**Required work**
Print the listing as it stands, omitting all images.

**Exercise materials**
┏━━
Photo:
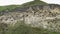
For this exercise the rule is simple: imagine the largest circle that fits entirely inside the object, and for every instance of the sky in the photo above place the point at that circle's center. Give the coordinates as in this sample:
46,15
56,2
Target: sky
19,2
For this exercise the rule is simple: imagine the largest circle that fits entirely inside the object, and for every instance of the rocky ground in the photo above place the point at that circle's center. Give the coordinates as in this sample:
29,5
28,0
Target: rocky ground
47,17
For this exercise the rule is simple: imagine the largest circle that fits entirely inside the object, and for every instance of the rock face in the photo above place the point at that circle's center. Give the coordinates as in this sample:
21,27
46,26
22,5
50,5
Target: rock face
47,17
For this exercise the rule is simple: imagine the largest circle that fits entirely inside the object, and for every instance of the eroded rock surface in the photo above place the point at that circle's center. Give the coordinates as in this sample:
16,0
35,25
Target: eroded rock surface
47,17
┗━━
**Response to this exercise**
Photo:
For this exercise the rule is simple: imagine the largest circle that fits entirely inside the object, and for every instance of the sky in the photo above place the point at that circle's center. Give the coordinates as in this sample:
46,15
56,2
Target: sky
19,2
For this exercise the rule is simple: imagine the largest circle that fits entirely inside the object, and for every instance of the rocky ground in the photo above place the point at that circle's center. Give the coordinates as in this sample:
29,5
28,0
Target: rocky ground
47,17
For this exercise the rule is simple: imagine the largest circle that fits entirely inside the object, and for every instance of the rock face in the photo above place the point at that circle's center. Give the coordinates as in this sample:
21,27
46,26
22,5
50,5
Target: rock face
47,17
For this exercise the rule is simple: imagine the largest circle that fits entirely inside the object, and for every instance of the eroded rock surface in the photo above place the point at that circle's center. Give the coordinates as in this sample:
16,0
35,25
Target: eroded rock surface
47,17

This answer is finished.